■ Problem details
Nothing but the lines from the one containing "point per instance: red" to the end of the records below should be output, each exactly as written.

■ Data shown
=== Section Start ===

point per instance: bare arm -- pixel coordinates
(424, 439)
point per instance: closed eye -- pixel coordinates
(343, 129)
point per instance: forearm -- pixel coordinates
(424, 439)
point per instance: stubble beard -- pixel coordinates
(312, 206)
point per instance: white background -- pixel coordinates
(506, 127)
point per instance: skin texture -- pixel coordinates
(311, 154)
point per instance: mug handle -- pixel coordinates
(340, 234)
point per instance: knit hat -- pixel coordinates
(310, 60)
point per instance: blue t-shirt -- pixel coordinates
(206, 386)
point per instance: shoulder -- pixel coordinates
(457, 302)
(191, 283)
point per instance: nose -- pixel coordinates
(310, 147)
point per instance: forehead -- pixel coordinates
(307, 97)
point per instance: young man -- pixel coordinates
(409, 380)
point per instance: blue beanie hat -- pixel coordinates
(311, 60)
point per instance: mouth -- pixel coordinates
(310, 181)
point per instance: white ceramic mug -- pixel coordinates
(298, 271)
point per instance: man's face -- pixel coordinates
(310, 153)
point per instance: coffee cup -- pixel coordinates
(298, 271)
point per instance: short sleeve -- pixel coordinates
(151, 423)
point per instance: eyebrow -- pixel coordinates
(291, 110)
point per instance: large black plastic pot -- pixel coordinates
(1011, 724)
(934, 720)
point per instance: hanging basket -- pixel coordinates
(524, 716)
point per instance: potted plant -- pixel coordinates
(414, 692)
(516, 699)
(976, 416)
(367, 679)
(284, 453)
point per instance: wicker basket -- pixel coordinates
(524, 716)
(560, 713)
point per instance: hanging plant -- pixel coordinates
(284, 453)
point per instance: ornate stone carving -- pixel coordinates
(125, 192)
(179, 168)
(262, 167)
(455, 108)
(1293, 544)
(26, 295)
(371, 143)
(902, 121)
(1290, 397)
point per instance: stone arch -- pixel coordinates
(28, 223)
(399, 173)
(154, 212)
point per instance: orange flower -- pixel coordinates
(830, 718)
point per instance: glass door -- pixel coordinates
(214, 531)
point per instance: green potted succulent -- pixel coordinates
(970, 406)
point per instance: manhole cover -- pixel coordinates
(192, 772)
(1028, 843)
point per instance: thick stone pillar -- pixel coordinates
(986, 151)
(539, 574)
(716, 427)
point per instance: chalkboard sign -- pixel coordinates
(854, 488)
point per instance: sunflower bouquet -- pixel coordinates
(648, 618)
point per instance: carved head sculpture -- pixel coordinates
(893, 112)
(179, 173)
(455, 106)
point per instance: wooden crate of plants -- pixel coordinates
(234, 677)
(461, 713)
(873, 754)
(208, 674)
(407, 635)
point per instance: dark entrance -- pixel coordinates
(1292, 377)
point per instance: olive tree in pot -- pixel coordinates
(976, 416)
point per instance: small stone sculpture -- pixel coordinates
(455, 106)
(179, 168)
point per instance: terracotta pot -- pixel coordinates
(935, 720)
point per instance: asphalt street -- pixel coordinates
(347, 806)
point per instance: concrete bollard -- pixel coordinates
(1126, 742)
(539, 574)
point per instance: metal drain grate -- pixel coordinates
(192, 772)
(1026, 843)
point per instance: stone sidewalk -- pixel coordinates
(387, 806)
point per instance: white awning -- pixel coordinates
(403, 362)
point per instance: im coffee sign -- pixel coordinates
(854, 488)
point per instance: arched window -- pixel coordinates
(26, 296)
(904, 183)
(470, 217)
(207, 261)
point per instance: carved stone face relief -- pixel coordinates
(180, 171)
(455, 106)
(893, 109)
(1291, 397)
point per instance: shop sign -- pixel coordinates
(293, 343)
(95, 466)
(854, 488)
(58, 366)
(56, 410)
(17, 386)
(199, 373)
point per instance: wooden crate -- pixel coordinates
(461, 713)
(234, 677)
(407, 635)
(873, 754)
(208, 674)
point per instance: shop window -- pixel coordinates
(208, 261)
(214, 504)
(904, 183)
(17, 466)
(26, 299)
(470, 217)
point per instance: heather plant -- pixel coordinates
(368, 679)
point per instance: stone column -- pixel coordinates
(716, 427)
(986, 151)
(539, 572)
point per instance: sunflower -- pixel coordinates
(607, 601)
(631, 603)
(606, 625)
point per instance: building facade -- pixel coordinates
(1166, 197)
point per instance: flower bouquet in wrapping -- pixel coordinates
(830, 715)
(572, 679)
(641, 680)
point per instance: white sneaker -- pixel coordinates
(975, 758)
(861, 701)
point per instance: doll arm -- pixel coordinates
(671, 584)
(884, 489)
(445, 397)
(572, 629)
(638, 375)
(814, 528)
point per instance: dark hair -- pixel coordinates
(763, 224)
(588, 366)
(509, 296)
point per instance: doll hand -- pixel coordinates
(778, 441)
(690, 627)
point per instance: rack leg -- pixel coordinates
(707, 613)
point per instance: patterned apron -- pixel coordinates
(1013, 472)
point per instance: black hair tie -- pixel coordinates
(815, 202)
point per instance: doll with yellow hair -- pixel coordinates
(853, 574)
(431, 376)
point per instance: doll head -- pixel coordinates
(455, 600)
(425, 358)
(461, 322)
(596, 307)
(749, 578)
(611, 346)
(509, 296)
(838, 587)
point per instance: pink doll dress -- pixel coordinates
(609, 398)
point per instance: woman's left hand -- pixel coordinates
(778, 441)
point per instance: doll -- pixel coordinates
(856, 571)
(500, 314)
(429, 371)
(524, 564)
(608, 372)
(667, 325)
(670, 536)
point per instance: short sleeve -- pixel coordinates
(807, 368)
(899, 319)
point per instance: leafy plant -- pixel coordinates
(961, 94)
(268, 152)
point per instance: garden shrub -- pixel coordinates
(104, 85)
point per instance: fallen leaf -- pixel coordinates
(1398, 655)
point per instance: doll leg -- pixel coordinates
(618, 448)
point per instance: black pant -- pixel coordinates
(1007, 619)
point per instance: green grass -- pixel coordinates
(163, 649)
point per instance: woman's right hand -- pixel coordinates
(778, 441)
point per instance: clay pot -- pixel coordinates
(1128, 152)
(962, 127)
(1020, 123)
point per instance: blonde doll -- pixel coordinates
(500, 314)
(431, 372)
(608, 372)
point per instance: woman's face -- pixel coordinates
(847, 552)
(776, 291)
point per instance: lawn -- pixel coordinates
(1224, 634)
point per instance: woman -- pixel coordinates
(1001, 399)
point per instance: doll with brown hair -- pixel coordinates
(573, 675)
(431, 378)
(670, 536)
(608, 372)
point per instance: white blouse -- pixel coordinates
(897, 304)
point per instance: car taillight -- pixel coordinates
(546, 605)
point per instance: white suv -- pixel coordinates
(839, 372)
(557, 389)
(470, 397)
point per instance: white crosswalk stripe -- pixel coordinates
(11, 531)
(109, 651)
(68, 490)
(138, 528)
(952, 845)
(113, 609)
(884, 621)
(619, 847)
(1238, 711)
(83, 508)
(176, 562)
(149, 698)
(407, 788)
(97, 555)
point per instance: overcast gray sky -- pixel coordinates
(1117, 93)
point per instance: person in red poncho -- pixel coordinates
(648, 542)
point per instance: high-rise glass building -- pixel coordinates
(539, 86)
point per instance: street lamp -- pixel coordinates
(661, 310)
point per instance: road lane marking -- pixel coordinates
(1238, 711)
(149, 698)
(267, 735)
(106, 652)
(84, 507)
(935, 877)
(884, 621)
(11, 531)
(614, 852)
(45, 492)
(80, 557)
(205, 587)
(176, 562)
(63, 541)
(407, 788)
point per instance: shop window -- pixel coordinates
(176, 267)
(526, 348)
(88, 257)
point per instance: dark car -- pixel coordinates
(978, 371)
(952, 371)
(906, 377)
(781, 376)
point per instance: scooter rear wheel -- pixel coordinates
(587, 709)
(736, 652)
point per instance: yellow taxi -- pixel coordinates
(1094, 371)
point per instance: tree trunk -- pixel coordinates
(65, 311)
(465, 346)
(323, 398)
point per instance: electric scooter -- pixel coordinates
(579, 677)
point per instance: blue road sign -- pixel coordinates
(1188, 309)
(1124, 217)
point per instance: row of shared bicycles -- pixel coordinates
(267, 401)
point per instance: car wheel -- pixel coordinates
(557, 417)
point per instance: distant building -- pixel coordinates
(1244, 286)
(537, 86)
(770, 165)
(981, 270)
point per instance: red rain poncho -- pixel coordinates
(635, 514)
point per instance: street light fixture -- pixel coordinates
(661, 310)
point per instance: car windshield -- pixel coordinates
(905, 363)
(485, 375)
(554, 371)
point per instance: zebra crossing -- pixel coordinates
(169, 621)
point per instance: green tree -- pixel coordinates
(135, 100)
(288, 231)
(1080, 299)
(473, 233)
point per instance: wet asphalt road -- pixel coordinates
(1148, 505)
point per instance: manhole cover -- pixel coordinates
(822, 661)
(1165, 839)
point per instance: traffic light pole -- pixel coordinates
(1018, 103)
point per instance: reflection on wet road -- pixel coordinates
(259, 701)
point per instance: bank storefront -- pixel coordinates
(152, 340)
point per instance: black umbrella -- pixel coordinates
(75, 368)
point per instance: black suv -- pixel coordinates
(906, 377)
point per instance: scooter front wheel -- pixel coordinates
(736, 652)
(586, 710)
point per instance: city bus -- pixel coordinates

=== Section End ===

■ Exercise answer
point per instance: red rain poncho -- pixel coordinates
(635, 514)
point per instance: street light fixture -- pixel coordinates
(661, 310)
point per instance: car windshield -- pixel coordinates
(905, 363)
(485, 375)
(554, 371)
point per instance: zebra crossing -- pixel coordinates
(169, 621)
point per instance: green tree -- pixel coordinates
(135, 100)
(288, 231)
(1080, 299)
(473, 233)
point per instance: wet asphalt road -- pixel coordinates
(1148, 505)
point per instance: manhole cover -- pixel coordinates
(822, 661)
(1165, 839)
point per instance: traffic light pole -- pixel coordinates
(1018, 103)
point per instance: reflection on wet road -- pixel coordinates
(259, 701)
point per instance: bank storefront -- pixel coordinates
(152, 340)
point per instance: black umbrella -- pixel coordinates
(75, 368)
point per instance: black suv -- pixel coordinates
(906, 377)
point per instance: scooter front wheel -- pixel coordinates
(736, 652)
(586, 710)
point per instance: city bus -- pixel coordinates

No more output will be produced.